#### DATASET ROWS ####

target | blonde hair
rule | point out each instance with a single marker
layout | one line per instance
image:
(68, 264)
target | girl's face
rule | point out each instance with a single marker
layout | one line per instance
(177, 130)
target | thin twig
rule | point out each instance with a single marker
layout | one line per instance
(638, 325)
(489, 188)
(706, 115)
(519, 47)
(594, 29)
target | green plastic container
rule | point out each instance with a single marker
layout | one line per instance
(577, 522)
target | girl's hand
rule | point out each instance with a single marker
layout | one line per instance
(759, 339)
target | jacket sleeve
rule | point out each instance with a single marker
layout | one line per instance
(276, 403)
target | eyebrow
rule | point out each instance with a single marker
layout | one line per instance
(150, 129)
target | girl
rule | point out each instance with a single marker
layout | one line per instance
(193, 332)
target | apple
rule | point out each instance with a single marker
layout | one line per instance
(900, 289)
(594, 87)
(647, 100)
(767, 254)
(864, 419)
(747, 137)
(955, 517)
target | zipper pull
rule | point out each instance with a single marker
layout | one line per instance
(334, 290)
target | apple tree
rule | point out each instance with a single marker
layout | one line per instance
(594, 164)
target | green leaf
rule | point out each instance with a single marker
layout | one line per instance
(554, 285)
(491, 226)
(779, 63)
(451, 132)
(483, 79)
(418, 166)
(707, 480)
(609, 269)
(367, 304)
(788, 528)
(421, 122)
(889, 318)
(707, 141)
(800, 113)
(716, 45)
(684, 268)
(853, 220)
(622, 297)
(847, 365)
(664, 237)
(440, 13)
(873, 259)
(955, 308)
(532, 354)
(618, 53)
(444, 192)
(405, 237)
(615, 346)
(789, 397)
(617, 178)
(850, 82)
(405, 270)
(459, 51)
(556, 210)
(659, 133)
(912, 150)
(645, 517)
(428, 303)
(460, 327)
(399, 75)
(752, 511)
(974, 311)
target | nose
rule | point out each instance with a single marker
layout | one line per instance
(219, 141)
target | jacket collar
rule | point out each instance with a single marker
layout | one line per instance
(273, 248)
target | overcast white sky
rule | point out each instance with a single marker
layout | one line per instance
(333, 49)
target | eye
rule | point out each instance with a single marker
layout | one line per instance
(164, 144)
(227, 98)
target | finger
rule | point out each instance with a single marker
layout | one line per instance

####

• _BRIEF_
Copy everything from the line containing "target | finger" down to the end of the data, switching "finger" to "thumb" and keeping all else the same.

• _SOLUTION FOR THIS EXERCISE_
target | thumb
rule | point out each instance with a single marker
layout | one line per instance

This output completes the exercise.